# [SOURCE EXTRACT]
######
The economy and general market state are playing a large part in the decline of TSLA, but I think the lowered expectations for Q3 P&D is part of it too. Plus most auto stocks are quite down today as well.

It is true TSLA just can't seem to catch a break, but I'd say that's largely due to the insanely high options market centered around TSLA. Our stock is a plaything for the money makers right now, and until something happens to break it out of that rut I don't think we'll be seeing anything close to ATH's for us.

It's why I stick to my opinion we won't cross over $415 again until late 2025, no matter what positive catalysts occur. I don't think Wall Street will let us go that high until they are positioned for it and have exhausted the options game around TSLA, and I don't see that happening for a few years yet.

Long term TSLA is going to Mars, but short term we are stuck in the mud at Boca Chica. In my honest opinion. :cool:
 
The economy and general market state are playing a large part in the decline of TSLA, but I think the lowered expectations for Q3 P&D is part of it too. Plus most auto stocks are quite down today as well.
######
# [ENTRIES PROVIDED]
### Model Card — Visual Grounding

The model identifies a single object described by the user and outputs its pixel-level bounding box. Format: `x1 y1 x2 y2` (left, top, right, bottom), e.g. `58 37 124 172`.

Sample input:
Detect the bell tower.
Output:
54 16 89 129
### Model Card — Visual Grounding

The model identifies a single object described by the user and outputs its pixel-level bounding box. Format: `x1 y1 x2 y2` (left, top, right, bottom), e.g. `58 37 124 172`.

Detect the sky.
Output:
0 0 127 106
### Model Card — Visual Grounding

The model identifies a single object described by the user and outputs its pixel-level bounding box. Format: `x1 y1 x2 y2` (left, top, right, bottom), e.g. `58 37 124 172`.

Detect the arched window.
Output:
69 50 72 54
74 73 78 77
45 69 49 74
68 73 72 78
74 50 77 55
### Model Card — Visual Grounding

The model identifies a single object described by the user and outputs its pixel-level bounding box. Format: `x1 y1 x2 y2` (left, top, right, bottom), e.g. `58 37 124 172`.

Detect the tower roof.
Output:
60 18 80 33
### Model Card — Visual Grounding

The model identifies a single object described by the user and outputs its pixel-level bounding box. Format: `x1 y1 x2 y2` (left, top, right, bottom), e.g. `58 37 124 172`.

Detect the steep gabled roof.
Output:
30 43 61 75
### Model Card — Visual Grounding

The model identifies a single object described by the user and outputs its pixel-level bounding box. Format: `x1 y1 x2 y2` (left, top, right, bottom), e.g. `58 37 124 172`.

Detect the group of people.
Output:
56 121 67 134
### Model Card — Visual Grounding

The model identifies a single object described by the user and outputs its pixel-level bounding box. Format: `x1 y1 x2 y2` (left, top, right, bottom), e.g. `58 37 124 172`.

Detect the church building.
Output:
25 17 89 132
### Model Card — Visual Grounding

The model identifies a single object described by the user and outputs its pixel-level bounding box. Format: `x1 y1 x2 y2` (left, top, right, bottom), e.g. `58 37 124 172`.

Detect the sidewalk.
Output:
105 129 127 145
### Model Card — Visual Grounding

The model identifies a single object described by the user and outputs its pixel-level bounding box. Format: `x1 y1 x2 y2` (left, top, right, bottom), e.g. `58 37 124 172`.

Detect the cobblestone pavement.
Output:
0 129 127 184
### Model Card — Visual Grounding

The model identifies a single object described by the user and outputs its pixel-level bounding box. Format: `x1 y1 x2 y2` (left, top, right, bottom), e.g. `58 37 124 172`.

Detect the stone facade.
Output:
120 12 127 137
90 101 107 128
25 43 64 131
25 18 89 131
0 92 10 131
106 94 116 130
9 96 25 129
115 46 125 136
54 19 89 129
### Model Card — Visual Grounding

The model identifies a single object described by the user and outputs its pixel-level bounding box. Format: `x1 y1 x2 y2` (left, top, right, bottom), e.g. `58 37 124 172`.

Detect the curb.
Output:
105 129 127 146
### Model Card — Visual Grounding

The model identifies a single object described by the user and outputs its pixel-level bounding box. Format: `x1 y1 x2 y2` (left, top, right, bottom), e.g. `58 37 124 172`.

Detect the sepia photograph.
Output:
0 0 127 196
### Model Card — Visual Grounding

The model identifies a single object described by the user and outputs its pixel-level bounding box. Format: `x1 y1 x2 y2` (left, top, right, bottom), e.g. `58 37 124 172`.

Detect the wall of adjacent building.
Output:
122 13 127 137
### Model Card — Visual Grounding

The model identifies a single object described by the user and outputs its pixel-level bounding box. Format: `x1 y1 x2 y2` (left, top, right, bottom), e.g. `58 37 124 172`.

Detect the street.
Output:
######
# [TO DO]
1. Answer these questions from the TSLA post:
(a) Above what price does the writer think the stock won't go again until late 2025?
(b) What does the writer largely blame for TSLA being unable to catch a break?
(c) Where does the writer say TSLA is stuck in the short term?
2. Please say whether each statement agrees with the TSLA post, giving yes or no and quoting the words that decide it:
(a) The writer expects TSLA to go above $415 before late 2025.
(b) The writer notes that most auto stocks are also down today.
(c) The writer thinks positive catalysts could lift the stock past $415 sooner.

# [WORKED SOLUTIONS]
1.
(a) $415
(b) The insanely high options market centered around TSLA
(c) In the mud at Boca Chica

2.
(a) No: "we won't cross over $415 again until late 2025"
(b) Yes: "Plus most auto stocks are quite down today as well."
(c) No: "no matter what positive catalysts occur"